#### [The problem]
Pick out every line of the entries below that contains the word "ridge", matching case exactly.

#### [Data provided]
################
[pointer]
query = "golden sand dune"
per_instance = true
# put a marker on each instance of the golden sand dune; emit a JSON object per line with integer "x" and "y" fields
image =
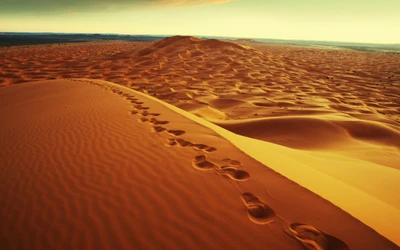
{"x": 326, "y": 119}
{"x": 88, "y": 164}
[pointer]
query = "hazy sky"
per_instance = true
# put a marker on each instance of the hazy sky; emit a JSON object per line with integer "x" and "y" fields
{"x": 336, "y": 20}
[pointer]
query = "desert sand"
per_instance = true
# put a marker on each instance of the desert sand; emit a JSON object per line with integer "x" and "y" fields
{"x": 281, "y": 147}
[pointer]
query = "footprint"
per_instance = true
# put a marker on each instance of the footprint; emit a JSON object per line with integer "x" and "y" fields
{"x": 314, "y": 239}
{"x": 171, "y": 142}
{"x": 210, "y": 149}
{"x": 257, "y": 211}
{"x": 234, "y": 173}
{"x": 176, "y": 132}
{"x": 159, "y": 129}
{"x": 234, "y": 162}
{"x": 200, "y": 146}
{"x": 226, "y": 160}
{"x": 183, "y": 143}
{"x": 136, "y": 102}
{"x": 200, "y": 162}
{"x": 144, "y": 113}
{"x": 157, "y": 122}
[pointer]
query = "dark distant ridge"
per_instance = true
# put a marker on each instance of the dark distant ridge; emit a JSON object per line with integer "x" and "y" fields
{"x": 27, "y": 38}
{"x": 12, "y": 39}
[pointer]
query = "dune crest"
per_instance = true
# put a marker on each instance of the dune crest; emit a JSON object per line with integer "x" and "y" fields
{"x": 91, "y": 182}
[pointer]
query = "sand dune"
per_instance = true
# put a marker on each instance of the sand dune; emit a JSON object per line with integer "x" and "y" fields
{"x": 90, "y": 172}
{"x": 316, "y": 116}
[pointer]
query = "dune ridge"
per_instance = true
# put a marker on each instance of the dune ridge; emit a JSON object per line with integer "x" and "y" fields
{"x": 87, "y": 180}
{"x": 334, "y": 113}
{"x": 374, "y": 185}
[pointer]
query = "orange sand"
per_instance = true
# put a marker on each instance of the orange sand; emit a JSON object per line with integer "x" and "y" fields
{"x": 327, "y": 119}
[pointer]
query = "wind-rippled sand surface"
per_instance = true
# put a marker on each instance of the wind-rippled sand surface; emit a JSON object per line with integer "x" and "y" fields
{"x": 87, "y": 164}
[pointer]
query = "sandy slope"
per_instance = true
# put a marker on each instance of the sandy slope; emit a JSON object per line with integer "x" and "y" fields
{"x": 90, "y": 165}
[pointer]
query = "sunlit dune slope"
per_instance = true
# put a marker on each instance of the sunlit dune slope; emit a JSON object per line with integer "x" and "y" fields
{"x": 90, "y": 164}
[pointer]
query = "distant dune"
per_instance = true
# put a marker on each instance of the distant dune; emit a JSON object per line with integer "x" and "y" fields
{"x": 94, "y": 165}
{"x": 328, "y": 120}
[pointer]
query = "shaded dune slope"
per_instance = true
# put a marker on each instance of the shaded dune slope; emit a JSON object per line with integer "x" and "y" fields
{"x": 80, "y": 176}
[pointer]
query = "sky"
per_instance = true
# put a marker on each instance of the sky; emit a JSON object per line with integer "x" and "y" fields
{"x": 371, "y": 21}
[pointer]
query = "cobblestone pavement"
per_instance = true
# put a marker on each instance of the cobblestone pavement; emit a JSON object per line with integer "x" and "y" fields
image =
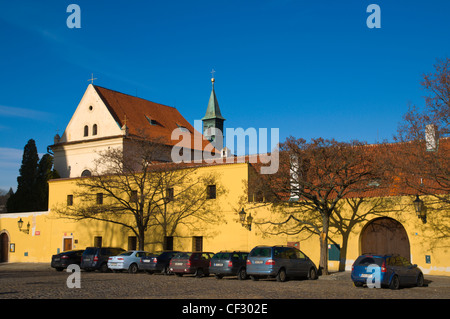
{"x": 37, "y": 280}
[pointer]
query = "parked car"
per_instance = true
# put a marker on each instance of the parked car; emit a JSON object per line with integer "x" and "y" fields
{"x": 394, "y": 271}
{"x": 229, "y": 263}
{"x": 159, "y": 262}
{"x": 62, "y": 260}
{"x": 128, "y": 260}
{"x": 280, "y": 262}
{"x": 196, "y": 263}
{"x": 97, "y": 257}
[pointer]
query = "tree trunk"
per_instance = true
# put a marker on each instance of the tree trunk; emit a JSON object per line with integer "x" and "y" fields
{"x": 343, "y": 252}
{"x": 323, "y": 263}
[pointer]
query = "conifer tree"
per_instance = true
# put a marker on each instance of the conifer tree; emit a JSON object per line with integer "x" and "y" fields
{"x": 25, "y": 198}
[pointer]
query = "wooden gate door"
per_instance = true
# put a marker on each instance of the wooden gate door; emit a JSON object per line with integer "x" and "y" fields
{"x": 4, "y": 243}
{"x": 385, "y": 236}
{"x": 67, "y": 244}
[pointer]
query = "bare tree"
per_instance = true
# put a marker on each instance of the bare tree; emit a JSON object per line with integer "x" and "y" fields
{"x": 130, "y": 189}
{"x": 424, "y": 133}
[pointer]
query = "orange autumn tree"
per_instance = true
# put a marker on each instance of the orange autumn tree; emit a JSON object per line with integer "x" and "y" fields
{"x": 313, "y": 178}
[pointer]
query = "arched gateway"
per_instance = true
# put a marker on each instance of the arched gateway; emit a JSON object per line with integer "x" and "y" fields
{"x": 385, "y": 236}
{"x": 4, "y": 244}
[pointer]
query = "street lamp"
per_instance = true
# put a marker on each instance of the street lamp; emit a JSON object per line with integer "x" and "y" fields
{"x": 246, "y": 222}
{"x": 420, "y": 211}
{"x": 20, "y": 224}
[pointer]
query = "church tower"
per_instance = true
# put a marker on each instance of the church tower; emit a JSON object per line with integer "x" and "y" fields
{"x": 213, "y": 121}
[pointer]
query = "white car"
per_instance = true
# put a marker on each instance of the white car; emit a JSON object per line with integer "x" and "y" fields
{"x": 127, "y": 260}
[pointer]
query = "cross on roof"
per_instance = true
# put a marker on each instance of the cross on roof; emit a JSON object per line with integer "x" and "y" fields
{"x": 92, "y": 78}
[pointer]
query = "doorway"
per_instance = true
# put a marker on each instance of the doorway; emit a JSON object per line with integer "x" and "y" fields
{"x": 383, "y": 236}
{"x": 4, "y": 244}
{"x": 67, "y": 244}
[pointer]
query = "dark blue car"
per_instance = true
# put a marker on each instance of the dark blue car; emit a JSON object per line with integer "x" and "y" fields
{"x": 385, "y": 271}
{"x": 229, "y": 263}
{"x": 157, "y": 262}
{"x": 280, "y": 262}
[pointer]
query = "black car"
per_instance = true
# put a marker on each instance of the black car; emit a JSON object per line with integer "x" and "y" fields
{"x": 385, "y": 271}
{"x": 229, "y": 263}
{"x": 97, "y": 257}
{"x": 62, "y": 260}
{"x": 157, "y": 262}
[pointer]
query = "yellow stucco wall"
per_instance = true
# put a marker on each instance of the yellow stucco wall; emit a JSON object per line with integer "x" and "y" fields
{"x": 47, "y": 230}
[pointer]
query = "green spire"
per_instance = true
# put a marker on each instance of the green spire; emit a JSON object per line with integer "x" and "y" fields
{"x": 213, "y": 110}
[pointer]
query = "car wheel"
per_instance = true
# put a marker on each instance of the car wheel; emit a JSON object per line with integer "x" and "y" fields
{"x": 242, "y": 274}
{"x": 395, "y": 283}
{"x": 419, "y": 282}
{"x": 133, "y": 269}
{"x": 281, "y": 276}
{"x": 312, "y": 275}
{"x": 167, "y": 271}
{"x": 199, "y": 273}
{"x": 104, "y": 268}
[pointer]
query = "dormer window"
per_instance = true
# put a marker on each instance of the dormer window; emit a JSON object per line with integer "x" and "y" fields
{"x": 151, "y": 121}
{"x": 182, "y": 128}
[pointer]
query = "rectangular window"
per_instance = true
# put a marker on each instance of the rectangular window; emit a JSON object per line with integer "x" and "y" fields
{"x": 211, "y": 192}
{"x": 99, "y": 198}
{"x": 168, "y": 243}
{"x": 132, "y": 242}
{"x": 197, "y": 243}
{"x": 169, "y": 194}
{"x": 69, "y": 200}
{"x": 98, "y": 241}
{"x": 133, "y": 197}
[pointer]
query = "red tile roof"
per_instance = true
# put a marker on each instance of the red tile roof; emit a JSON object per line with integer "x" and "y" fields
{"x": 147, "y": 119}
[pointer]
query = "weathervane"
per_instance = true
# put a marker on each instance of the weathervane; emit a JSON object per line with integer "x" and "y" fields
{"x": 92, "y": 78}
{"x": 212, "y": 76}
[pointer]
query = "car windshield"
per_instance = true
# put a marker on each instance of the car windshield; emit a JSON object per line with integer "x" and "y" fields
{"x": 368, "y": 260}
{"x": 127, "y": 253}
{"x": 222, "y": 256}
{"x": 182, "y": 255}
{"x": 90, "y": 251}
{"x": 261, "y": 252}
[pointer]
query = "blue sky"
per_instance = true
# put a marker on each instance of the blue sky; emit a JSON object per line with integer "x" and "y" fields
{"x": 309, "y": 68}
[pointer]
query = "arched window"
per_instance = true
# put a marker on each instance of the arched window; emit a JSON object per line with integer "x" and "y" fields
{"x": 86, "y": 173}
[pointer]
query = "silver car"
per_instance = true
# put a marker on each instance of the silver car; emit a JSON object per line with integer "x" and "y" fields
{"x": 280, "y": 262}
{"x": 128, "y": 260}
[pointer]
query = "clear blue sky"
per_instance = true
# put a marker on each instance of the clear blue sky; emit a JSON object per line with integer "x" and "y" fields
{"x": 309, "y": 68}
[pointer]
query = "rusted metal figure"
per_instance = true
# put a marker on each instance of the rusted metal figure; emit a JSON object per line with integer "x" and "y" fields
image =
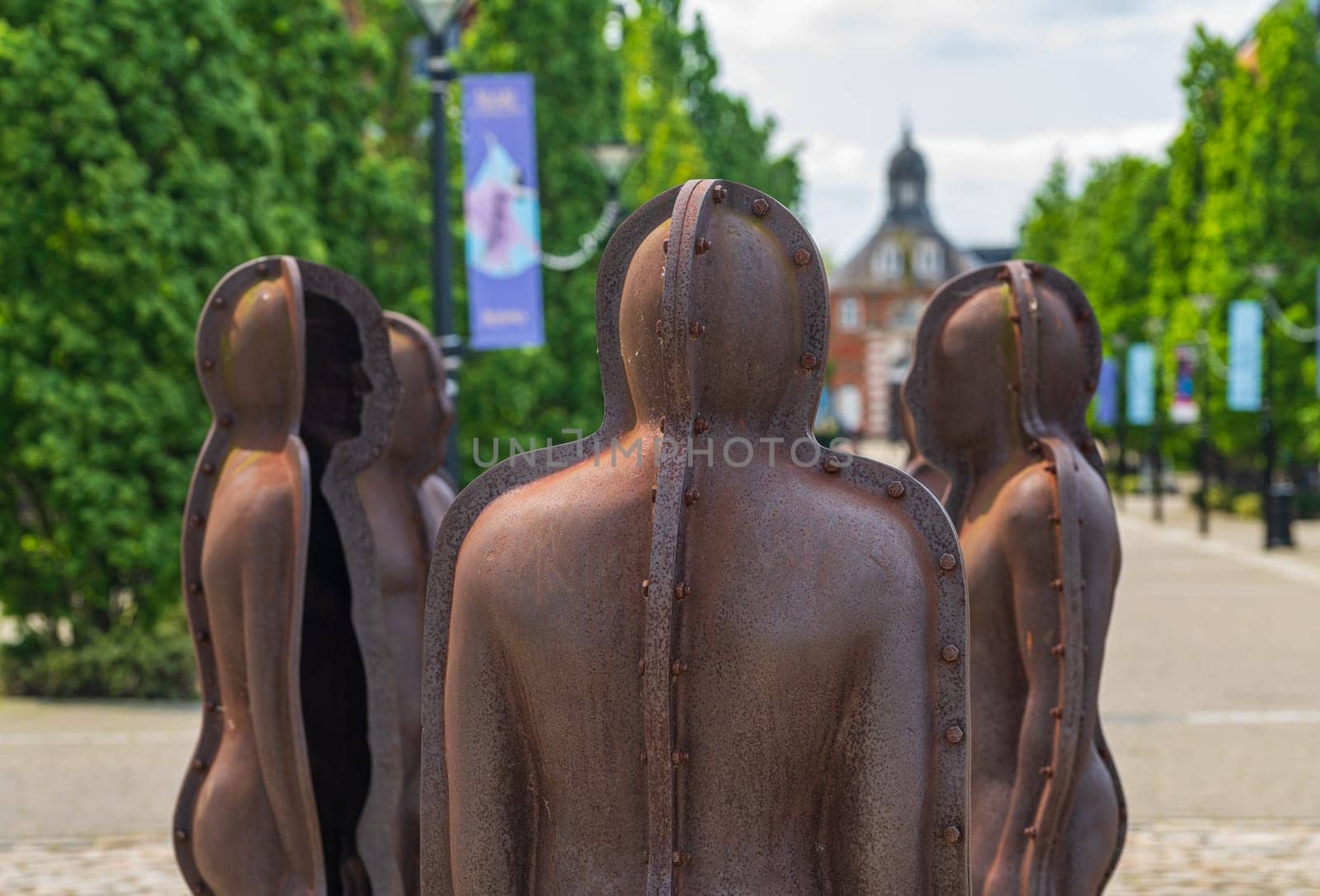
{"x": 295, "y": 780}
{"x": 406, "y": 500}
{"x": 1005, "y": 365}
{"x": 733, "y": 664}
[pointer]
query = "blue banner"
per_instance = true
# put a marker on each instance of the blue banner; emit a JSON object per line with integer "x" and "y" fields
{"x": 502, "y": 213}
{"x": 1141, "y": 384}
{"x": 1245, "y": 328}
{"x": 1106, "y": 394}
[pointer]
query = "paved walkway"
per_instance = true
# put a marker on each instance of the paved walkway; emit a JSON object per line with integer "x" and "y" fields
{"x": 1211, "y": 704}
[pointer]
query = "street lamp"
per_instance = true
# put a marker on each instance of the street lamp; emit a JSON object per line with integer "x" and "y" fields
{"x": 613, "y": 160}
{"x": 1204, "y": 304}
{"x": 437, "y": 16}
{"x": 1274, "y": 497}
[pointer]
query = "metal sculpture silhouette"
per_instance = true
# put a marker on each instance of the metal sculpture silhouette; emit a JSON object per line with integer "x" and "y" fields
{"x": 1005, "y": 365}
{"x": 695, "y": 652}
{"x": 406, "y": 500}
{"x": 296, "y": 775}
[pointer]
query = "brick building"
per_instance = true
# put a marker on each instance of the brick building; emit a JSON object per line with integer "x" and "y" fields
{"x": 877, "y": 299}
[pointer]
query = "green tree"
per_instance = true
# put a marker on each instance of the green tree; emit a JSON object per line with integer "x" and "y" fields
{"x": 147, "y": 147}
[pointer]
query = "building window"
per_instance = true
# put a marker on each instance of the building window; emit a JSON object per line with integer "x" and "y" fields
{"x": 849, "y": 314}
{"x": 928, "y": 260}
{"x": 888, "y": 264}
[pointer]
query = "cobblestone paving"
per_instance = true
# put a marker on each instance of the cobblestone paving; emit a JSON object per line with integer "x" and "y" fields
{"x": 1172, "y": 858}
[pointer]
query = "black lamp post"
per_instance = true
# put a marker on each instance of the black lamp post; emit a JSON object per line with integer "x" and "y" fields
{"x": 1204, "y": 304}
{"x": 1274, "y": 495}
{"x": 437, "y": 16}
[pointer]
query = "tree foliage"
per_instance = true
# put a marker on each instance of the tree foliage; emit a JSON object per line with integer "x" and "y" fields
{"x": 149, "y": 145}
{"x": 1240, "y": 187}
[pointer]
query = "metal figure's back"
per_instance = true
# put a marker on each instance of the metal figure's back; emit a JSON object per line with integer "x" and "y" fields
{"x": 729, "y": 664}
{"x": 1006, "y": 361}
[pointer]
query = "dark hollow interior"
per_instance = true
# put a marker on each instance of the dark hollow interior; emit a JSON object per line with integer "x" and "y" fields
{"x": 334, "y": 686}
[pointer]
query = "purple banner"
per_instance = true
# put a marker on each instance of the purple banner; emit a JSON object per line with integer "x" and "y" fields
{"x": 502, "y": 213}
{"x": 1106, "y": 394}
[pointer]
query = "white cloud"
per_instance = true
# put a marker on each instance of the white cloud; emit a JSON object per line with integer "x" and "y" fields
{"x": 996, "y": 87}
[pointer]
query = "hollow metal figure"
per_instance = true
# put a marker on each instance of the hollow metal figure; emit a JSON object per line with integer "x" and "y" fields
{"x": 1006, "y": 362}
{"x": 406, "y": 499}
{"x": 696, "y": 652}
{"x": 296, "y": 775}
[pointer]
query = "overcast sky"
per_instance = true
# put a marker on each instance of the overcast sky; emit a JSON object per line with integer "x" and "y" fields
{"x": 996, "y": 88}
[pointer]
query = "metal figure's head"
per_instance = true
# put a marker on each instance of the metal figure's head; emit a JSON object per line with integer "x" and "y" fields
{"x": 1005, "y": 356}
{"x": 721, "y": 308}
{"x": 426, "y": 411}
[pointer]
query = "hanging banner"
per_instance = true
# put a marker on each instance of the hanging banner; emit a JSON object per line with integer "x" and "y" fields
{"x": 1106, "y": 394}
{"x": 502, "y": 213}
{"x": 1183, "y": 408}
{"x": 1141, "y": 384}
{"x": 1245, "y": 328}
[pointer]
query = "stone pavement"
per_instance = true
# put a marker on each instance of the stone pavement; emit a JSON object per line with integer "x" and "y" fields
{"x": 1211, "y": 704}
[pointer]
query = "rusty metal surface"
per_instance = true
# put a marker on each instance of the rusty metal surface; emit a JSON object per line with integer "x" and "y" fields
{"x": 295, "y": 779}
{"x": 406, "y": 502}
{"x": 1006, "y": 362}
{"x": 667, "y": 675}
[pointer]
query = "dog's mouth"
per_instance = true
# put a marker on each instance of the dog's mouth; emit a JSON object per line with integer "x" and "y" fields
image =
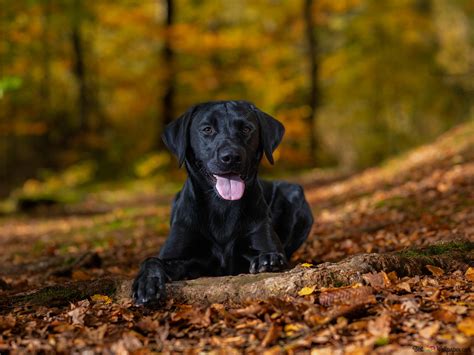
{"x": 229, "y": 186}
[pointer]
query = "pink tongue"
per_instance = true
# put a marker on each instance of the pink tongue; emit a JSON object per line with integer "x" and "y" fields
{"x": 230, "y": 187}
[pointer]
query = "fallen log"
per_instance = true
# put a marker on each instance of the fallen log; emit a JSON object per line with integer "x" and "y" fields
{"x": 450, "y": 256}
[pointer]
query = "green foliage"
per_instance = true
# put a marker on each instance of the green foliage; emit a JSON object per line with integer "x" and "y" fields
{"x": 9, "y": 83}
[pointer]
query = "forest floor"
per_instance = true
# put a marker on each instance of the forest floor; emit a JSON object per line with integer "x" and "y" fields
{"x": 421, "y": 198}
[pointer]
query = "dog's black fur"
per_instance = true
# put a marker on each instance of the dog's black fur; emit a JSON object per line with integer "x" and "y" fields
{"x": 209, "y": 235}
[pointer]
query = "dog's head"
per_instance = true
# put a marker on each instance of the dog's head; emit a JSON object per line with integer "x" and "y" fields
{"x": 224, "y": 142}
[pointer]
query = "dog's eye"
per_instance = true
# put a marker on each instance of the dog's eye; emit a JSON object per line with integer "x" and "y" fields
{"x": 246, "y": 130}
{"x": 208, "y": 130}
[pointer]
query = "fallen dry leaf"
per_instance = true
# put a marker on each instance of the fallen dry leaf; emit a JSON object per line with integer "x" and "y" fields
{"x": 405, "y": 286}
{"x": 444, "y": 315}
{"x": 429, "y": 331}
{"x": 272, "y": 334}
{"x": 380, "y": 327}
{"x": 470, "y": 274}
{"x": 467, "y": 326}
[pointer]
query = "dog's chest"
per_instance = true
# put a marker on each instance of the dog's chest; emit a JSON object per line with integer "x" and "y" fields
{"x": 223, "y": 227}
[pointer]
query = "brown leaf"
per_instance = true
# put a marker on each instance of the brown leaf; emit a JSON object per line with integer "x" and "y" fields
{"x": 148, "y": 324}
{"x": 380, "y": 327}
{"x": 7, "y": 322}
{"x": 405, "y": 286}
{"x": 470, "y": 274}
{"x": 436, "y": 271}
{"x": 410, "y": 305}
{"x": 346, "y": 295}
{"x": 272, "y": 335}
{"x": 444, "y": 315}
{"x": 467, "y": 326}
{"x": 78, "y": 313}
{"x": 429, "y": 331}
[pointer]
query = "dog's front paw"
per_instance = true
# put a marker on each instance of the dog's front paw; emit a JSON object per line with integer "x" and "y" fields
{"x": 149, "y": 285}
{"x": 268, "y": 262}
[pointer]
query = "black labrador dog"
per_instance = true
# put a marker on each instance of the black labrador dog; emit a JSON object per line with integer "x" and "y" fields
{"x": 225, "y": 221}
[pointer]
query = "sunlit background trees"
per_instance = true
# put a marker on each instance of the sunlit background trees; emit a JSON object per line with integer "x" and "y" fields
{"x": 354, "y": 81}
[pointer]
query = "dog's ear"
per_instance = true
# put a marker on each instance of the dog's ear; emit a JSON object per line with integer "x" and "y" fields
{"x": 176, "y": 136}
{"x": 271, "y": 133}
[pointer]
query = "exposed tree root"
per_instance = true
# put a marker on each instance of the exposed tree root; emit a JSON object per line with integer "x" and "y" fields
{"x": 450, "y": 256}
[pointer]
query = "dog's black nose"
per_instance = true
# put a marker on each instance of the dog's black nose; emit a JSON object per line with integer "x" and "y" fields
{"x": 230, "y": 156}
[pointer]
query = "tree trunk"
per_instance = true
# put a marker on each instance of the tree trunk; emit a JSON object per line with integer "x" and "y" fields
{"x": 168, "y": 63}
{"x": 79, "y": 68}
{"x": 313, "y": 96}
{"x": 450, "y": 256}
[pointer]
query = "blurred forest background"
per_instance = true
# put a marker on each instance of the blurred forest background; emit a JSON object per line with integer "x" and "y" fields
{"x": 91, "y": 84}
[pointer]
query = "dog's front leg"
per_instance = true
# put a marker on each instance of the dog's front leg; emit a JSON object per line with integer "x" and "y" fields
################
#### [Response]
query = "dark distant ridge"
# put a marker on each instance of the dark distant ridge; emit a JSON object per line with integer "x" and "y" fields
query = "dune ridge"
# put a marker on each instance of the dune ridge; emit a JSON object per line with integer "x" and "y" fields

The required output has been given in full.